What the task asks:
Each line of the listing must be transcribed exactly, except for the images, which should be excluded.

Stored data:
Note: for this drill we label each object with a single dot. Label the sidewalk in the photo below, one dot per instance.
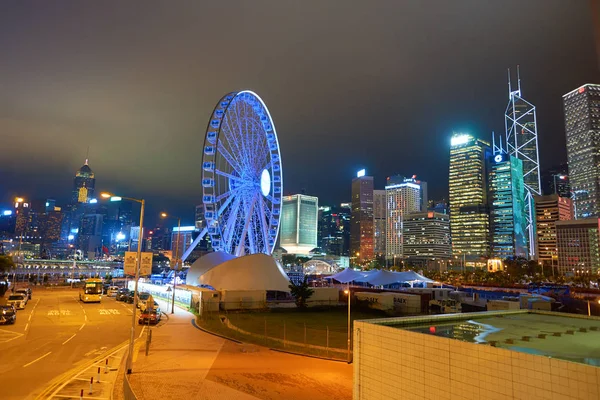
(185, 362)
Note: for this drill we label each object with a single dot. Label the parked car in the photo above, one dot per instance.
(144, 304)
(112, 291)
(122, 294)
(142, 297)
(17, 300)
(8, 314)
(25, 292)
(149, 317)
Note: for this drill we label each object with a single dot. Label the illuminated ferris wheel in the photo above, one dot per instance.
(242, 176)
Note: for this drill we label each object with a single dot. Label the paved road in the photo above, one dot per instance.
(53, 334)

Solution for this exercise:
Note: for this drill we label each object with a single dot. Label the sidewalk in the photo below, one dot per instance.
(185, 362)
Note: for this drill we label each object with a single dot. Label the parked car in the photo above, one dot per instance.
(144, 304)
(112, 291)
(122, 294)
(142, 297)
(17, 300)
(8, 314)
(25, 292)
(149, 317)
Note: for this drill we label each object with a single dot. Label the illuminated ferris wheel in the photo above, one dot per instance.
(242, 176)
Note: for this drill we label each object with a single dot. Label the paved road in the photo above, one dot per instance.
(53, 334)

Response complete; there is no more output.